__To do__
Can you find every line in the entries below that contains the word "turquoise" and copy each one out? Matching is case-sensitive.

— START —

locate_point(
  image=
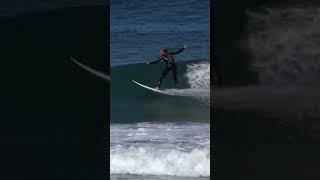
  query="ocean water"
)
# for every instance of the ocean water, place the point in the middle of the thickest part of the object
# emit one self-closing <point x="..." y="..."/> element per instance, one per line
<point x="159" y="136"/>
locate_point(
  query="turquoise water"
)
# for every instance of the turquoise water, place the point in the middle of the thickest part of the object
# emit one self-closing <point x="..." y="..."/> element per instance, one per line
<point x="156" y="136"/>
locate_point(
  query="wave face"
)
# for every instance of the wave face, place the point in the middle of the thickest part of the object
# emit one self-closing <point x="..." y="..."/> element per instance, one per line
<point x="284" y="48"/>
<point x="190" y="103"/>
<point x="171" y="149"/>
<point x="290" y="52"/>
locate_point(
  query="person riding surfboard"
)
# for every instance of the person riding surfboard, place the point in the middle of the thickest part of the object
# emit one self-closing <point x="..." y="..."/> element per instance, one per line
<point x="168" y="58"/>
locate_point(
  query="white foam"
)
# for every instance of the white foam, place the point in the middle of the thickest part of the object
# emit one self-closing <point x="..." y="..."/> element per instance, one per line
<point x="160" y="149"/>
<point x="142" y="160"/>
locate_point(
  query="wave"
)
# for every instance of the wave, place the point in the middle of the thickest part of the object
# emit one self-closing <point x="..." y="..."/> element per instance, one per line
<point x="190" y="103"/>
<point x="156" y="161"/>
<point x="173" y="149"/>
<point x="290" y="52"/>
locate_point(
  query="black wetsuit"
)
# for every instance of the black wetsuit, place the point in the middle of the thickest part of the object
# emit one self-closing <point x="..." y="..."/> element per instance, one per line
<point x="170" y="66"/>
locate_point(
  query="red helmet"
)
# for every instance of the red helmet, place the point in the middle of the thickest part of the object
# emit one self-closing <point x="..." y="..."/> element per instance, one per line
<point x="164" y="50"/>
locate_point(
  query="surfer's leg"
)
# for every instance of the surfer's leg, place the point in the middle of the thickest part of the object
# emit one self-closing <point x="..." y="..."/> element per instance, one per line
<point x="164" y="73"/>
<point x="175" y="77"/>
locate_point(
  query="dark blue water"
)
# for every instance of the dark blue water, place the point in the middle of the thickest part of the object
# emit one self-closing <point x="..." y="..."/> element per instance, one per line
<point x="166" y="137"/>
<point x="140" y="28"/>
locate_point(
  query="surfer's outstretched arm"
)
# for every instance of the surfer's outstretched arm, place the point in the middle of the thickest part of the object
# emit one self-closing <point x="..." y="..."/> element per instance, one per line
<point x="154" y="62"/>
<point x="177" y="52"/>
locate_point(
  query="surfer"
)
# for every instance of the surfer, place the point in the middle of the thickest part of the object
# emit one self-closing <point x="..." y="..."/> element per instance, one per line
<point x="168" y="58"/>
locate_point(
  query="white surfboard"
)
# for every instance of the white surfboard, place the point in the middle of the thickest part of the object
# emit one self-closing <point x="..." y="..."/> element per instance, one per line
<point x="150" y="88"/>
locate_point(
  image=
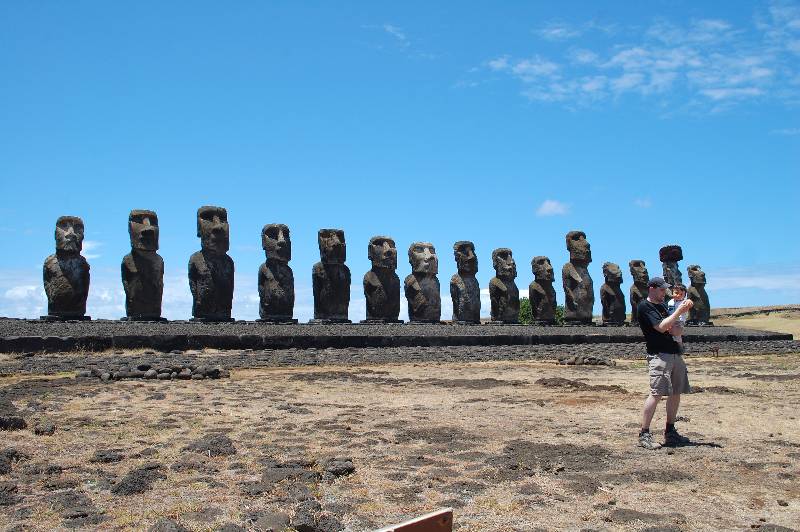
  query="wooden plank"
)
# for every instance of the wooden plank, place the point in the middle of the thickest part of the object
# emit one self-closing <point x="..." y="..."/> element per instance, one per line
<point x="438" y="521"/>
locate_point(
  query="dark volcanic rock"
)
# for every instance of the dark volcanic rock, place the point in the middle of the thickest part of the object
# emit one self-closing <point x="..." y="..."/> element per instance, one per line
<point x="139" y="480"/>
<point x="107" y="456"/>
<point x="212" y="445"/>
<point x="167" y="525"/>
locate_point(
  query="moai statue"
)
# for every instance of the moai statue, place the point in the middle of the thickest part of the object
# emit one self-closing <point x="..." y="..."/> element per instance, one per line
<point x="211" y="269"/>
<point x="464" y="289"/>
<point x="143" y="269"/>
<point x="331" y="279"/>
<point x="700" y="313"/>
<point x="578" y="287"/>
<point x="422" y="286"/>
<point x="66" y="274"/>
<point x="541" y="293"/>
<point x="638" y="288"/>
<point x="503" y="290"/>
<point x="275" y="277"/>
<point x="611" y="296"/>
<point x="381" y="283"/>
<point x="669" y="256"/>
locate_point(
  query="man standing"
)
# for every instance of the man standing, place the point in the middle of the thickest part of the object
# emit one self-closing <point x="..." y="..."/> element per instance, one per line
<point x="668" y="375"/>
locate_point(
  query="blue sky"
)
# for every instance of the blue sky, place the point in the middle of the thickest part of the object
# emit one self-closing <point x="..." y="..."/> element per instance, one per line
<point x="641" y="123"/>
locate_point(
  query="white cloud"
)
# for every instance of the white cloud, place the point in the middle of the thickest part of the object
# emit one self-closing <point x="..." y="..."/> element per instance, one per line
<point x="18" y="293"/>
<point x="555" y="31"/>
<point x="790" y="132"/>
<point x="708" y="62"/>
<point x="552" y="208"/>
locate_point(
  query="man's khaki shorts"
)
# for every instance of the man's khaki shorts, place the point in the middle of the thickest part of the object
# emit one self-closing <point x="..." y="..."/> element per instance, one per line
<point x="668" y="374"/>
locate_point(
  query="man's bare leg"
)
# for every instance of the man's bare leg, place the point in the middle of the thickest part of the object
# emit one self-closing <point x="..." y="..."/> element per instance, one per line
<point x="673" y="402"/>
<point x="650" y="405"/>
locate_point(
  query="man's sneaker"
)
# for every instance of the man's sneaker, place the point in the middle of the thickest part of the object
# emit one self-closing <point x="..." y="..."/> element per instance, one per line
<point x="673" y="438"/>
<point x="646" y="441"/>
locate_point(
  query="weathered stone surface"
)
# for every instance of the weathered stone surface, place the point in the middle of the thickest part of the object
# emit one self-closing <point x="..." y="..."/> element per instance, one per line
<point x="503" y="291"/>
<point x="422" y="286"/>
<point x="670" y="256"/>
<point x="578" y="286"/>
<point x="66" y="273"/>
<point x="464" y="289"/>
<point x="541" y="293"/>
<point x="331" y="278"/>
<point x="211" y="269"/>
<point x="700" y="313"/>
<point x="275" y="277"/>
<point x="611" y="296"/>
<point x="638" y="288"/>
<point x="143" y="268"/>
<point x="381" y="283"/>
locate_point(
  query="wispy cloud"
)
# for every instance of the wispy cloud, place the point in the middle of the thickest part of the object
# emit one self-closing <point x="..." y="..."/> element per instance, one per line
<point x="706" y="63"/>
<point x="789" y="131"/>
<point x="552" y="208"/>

— END —
— START —

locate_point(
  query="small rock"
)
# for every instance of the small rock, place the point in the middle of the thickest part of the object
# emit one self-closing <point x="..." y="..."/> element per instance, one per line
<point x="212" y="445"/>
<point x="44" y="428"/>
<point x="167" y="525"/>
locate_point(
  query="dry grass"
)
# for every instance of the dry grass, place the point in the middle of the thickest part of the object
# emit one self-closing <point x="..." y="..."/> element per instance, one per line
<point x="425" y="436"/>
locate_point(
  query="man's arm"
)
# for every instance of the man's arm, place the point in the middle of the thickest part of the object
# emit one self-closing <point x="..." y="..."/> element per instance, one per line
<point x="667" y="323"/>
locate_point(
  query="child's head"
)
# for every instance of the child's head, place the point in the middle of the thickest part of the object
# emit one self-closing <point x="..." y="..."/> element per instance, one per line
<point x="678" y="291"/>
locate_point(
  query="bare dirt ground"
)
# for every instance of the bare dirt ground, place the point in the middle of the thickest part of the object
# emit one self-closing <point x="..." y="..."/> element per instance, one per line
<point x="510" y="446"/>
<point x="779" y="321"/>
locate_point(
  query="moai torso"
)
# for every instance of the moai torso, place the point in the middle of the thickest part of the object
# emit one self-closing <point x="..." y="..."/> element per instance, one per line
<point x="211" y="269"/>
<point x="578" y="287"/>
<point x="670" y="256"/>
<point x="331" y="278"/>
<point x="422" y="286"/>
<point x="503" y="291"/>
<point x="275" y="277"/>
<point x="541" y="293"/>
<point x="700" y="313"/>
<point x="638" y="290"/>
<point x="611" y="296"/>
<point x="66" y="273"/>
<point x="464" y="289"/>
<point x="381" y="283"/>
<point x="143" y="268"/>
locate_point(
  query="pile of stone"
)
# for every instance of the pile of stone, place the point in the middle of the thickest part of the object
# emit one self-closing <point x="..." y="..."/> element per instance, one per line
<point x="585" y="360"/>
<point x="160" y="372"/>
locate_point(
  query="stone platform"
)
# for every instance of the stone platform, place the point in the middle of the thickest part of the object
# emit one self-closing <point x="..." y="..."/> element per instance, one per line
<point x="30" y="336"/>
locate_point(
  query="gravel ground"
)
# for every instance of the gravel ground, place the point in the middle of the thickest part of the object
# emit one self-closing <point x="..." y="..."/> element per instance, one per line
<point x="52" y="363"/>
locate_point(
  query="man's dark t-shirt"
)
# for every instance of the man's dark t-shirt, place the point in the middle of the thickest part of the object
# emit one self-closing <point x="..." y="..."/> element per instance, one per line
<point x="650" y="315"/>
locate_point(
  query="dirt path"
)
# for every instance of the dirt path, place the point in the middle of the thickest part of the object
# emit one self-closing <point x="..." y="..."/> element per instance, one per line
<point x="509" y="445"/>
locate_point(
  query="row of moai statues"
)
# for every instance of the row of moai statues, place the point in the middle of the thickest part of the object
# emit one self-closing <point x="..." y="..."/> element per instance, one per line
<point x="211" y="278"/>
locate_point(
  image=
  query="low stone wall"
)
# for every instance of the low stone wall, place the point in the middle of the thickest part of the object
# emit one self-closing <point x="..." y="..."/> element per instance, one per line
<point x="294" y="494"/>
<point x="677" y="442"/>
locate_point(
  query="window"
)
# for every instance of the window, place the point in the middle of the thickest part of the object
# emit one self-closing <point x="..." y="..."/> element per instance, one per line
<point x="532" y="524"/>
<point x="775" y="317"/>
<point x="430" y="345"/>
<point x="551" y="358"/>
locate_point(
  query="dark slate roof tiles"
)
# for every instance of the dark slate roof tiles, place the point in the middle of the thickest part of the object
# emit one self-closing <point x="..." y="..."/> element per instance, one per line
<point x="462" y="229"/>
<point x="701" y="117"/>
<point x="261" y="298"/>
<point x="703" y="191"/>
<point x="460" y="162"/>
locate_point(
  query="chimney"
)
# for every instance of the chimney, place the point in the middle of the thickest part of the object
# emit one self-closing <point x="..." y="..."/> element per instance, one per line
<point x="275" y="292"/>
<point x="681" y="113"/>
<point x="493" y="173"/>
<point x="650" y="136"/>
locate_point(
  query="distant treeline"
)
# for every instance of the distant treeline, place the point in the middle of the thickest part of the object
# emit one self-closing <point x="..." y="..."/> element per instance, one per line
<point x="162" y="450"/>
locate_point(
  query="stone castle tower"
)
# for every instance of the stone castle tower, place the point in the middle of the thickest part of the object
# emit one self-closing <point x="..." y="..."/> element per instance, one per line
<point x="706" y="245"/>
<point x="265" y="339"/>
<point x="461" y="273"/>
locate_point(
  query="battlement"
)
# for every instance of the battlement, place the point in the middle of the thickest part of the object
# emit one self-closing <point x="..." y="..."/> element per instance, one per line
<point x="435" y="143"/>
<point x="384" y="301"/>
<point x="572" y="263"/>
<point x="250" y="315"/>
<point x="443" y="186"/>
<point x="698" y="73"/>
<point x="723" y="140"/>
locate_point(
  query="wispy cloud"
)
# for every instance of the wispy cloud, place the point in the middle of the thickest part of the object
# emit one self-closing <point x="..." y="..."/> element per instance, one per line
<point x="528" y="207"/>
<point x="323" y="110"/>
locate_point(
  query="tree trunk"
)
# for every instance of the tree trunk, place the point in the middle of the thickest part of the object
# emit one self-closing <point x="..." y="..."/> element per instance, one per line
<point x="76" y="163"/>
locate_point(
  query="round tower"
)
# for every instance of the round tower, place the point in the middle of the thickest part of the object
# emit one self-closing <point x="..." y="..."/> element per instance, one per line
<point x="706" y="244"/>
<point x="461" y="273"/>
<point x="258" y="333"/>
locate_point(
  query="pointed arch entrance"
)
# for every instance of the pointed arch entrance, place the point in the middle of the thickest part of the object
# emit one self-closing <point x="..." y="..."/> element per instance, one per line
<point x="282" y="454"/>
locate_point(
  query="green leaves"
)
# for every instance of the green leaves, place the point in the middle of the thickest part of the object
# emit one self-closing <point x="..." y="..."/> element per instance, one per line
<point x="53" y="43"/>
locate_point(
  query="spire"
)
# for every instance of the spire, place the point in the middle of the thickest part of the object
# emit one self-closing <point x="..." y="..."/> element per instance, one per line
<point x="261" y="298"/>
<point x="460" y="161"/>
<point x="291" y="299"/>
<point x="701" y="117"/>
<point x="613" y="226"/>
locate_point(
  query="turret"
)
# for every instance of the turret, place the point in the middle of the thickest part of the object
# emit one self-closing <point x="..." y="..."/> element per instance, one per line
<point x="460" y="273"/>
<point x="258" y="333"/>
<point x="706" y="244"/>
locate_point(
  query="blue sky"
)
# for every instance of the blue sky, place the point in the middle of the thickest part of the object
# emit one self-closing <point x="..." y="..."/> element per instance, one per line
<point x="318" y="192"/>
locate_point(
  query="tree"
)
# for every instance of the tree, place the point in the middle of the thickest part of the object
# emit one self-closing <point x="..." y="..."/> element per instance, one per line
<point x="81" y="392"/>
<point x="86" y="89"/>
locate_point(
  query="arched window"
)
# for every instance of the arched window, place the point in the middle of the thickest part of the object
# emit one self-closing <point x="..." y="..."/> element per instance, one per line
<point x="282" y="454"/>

— END —
— START —

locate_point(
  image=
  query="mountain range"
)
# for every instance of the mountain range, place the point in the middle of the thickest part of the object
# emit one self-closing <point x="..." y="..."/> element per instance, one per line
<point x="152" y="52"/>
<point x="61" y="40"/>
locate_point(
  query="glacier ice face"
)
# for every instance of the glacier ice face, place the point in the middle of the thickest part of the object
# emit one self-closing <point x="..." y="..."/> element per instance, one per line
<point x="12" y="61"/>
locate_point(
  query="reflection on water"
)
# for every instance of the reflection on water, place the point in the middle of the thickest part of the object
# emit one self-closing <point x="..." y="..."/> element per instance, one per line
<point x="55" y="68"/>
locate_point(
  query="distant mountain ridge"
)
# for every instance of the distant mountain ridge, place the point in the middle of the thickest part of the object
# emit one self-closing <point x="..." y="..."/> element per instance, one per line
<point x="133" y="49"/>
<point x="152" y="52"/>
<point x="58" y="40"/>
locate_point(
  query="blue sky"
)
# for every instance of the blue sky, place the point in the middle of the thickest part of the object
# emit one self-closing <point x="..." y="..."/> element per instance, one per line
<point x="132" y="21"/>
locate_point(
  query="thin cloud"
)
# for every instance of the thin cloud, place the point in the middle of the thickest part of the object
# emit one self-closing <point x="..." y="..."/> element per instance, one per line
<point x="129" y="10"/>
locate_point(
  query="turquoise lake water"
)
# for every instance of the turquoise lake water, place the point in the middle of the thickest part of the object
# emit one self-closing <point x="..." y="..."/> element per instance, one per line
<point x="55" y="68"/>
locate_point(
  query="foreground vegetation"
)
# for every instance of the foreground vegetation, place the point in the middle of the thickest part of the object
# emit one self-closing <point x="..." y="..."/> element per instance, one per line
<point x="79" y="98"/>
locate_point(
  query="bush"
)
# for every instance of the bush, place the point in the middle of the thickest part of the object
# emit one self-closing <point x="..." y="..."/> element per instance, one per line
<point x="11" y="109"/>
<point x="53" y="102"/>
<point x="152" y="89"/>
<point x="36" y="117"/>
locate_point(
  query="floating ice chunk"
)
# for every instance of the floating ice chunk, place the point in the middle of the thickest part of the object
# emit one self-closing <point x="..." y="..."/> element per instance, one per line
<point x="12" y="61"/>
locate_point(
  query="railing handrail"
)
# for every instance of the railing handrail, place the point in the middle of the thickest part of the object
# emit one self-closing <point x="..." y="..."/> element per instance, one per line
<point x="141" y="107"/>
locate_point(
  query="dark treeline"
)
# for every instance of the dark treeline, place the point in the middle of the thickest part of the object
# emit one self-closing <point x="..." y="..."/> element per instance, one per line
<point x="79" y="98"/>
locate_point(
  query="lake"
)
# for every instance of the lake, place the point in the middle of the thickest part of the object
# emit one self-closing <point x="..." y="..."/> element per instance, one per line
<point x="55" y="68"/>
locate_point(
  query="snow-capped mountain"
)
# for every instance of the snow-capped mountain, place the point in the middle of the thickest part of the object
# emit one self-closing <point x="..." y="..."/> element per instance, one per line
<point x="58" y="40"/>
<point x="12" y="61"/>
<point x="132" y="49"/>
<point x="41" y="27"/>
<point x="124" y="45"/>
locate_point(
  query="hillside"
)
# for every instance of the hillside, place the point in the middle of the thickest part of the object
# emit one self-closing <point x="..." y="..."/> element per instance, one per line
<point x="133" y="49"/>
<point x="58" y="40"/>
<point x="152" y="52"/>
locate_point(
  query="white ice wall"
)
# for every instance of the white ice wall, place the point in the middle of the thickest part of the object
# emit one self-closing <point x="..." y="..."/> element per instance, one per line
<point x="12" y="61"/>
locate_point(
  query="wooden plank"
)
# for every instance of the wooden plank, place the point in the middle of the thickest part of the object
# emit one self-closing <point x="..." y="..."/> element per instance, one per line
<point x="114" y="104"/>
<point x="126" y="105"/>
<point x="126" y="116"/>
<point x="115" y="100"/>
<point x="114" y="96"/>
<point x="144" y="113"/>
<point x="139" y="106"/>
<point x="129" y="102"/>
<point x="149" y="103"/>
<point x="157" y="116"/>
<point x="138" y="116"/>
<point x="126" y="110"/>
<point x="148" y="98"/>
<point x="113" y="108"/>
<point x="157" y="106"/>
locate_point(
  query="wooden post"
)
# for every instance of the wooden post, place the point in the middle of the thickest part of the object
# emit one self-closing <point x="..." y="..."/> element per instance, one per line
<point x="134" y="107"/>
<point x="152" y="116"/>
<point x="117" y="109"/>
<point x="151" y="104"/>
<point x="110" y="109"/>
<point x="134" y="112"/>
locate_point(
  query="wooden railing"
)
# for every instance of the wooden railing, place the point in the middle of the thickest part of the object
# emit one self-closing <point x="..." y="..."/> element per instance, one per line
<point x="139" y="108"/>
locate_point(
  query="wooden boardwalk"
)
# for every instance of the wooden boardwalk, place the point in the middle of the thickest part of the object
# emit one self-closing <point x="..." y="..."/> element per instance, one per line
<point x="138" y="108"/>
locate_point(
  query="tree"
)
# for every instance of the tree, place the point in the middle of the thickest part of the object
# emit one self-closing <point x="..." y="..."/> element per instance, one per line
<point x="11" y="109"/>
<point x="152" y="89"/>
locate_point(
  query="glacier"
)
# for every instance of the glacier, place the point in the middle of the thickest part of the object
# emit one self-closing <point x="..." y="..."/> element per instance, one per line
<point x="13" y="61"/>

— END —

__Exercise response__
  query="turquoise water"
# for every instance of the turquoise water, place the point in the middle of the thickest part of the object
  query="turquoise lake water"
# for every instance of the turquoise lake water, place the point in the middle of the thickest part of the object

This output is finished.